Region pointing data

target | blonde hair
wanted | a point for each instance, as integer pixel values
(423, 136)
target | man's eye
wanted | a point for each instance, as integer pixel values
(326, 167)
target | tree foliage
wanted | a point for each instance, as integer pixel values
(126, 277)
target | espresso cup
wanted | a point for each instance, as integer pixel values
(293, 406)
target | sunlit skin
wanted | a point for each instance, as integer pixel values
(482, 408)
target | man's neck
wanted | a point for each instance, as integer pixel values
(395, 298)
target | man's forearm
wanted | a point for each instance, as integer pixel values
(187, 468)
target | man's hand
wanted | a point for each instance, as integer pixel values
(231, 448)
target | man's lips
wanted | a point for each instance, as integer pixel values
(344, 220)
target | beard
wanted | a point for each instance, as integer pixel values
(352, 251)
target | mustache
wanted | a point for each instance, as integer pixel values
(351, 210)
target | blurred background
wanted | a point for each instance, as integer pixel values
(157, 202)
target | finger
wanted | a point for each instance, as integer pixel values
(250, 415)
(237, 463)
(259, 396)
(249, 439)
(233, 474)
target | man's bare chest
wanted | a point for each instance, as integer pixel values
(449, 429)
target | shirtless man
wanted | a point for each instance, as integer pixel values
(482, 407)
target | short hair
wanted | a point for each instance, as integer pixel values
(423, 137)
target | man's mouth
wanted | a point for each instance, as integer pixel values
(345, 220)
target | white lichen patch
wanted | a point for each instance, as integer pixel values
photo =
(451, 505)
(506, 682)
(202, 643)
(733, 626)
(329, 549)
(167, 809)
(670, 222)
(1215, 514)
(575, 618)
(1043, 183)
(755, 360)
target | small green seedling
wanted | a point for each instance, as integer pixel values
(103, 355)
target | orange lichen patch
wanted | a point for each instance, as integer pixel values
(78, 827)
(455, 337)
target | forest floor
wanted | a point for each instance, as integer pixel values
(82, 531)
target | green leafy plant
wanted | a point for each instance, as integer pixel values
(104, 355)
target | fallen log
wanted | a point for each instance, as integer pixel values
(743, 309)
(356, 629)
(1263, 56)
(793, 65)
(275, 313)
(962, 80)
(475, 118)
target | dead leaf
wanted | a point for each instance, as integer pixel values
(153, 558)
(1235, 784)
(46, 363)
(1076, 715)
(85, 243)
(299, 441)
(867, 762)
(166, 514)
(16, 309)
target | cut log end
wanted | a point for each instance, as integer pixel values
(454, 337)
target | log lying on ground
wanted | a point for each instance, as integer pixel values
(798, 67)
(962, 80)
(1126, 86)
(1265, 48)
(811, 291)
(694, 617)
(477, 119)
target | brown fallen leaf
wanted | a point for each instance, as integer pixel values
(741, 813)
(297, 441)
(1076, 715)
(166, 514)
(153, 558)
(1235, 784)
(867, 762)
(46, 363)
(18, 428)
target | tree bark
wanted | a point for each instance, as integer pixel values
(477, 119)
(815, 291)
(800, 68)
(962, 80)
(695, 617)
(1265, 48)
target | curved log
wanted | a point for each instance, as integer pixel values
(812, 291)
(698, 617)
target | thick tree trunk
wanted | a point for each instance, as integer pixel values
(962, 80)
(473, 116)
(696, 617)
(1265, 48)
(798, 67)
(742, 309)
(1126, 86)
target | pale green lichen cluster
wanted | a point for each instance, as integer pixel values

Exercise brief >> Write out all the entries once more, exactly.

Result of the exercise >>
target | blonde hair
wanted | a point for each instance, as integer pixel values
(423, 136)
target | man's eye
wanted | a point for each instance, as integer pixel values
(326, 167)
target | tree foliage
wanted | a point for each instance, as integer pixel values
(126, 277)
target | espresso cup
wanted | a point for each instance, as integer pixel values
(293, 406)
target | sunlit skin
wanted | a point for each instance, as integer pixel values
(482, 408)
target | man's neck
wanted | a point for each instance, as integer pixel values
(395, 298)
target | man's forearm
wanted | a point for each instance, as integer pixel values
(187, 468)
target | man's hand
wanted | a point for each instance, as integer pixel values
(231, 448)
target | man's lips
wanted | a point for each instance, as integer pixel values
(344, 220)
target | beard
wanted | a point for each instance, as integer pixel values
(352, 251)
target | mustache
wanted | a point for each instance, as integer pixel values
(351, 210)
target | blurred background
wanted | a point for each instance, as integer pixel values
(157, 202)
target | finger
wanted | a point for each instance, as integer pixel values
(250, 415)
(237, 463)
(259, 396)
(249, 439)
(233, 474)
target | man's bare chest
wanted | a point for each instance, as integer pixel values
(449, 429)
target | shirtless man
wanted | a point for each instance, as integer pixel values
(482, 407)
target | short hair
wanted | a point for each instance, as integer pixel values
(423, 137)
target | man's mouth
wanted | a point for each instance, as integer pixel values
(345, 220)
target | white lichen patch
wanted | a point for each instance, as integer pixel values
photo =
(451, 505)
(506, 682)
(202, 643)
(733, 626)
(329, 549)
(167, 809)
(670, 222)
(1215, 514)
(575, 618)
(1043, 183)
(755, 360)
target | small green seedling
wanted | a point for each instance, as integer pixel values
(103, 355)
target | orange lichen patch
wanted | a point for each instance, as integer pixel values
(78, 827)
(455, 337)
target | forest floor
wanted | a point for each instance, as integer pixel values
(82, 531)
target | green leafy plant
wanted | a point for each instance, as integer pixel values
(104, 355)
target | fallen log
wanted | a point for each instance, as integer pixel values
(743, 309)
(356, 629)
(1263, 56)
(793, 65)
(275, 313)
(962, 80)
(475, 118)
target | dead leaf
wanted | a point for each instance, as integer pixel values
(153, 558)
(1235, 784)
(46, 363)
(1076, 715)
(85, 243)
(299, 441)
(867, 762)
(166, 514)
(16, 309)
target | cut log end
wanted | a point for each instance, as integer pixel values
(454, 337)
target | log lying on ground
wanted | a point for each instance, as integer pixel values
(798, 67)
(962, 80)
(1126, 86)
(1265, 48)
(811, 291)
(694, 617)
(477, 119)
target | brown fallen leaf
wanted | a point for each instance, as integer pixel values
(741, 813)
(297, 441)
(1076, 715)
(166, 514)
(153, 558)
(1235, 784)
(867, 762)
(46, 363)
(18, 428)
target | tree bark
wanted | a point for each instance, as integer pixel values
(477, 119)
(815, 291)
(800, 68)
(962, 80)
(695, 617)
(1265, 48)
target | curved log
wanted | a point for each instance, as integer pixel values
(812, 291)
(698, 617)
target | thick tree trunk
wanted | a point for each instance, as integer pixel values
(962, 80)
(473, 116)
(696, 617)
(1265, 48)
(798, 67)
(742, 309)
(1126, 86)
target | pale green lichen cluster
wanted | a point for each instance, as integer pixel values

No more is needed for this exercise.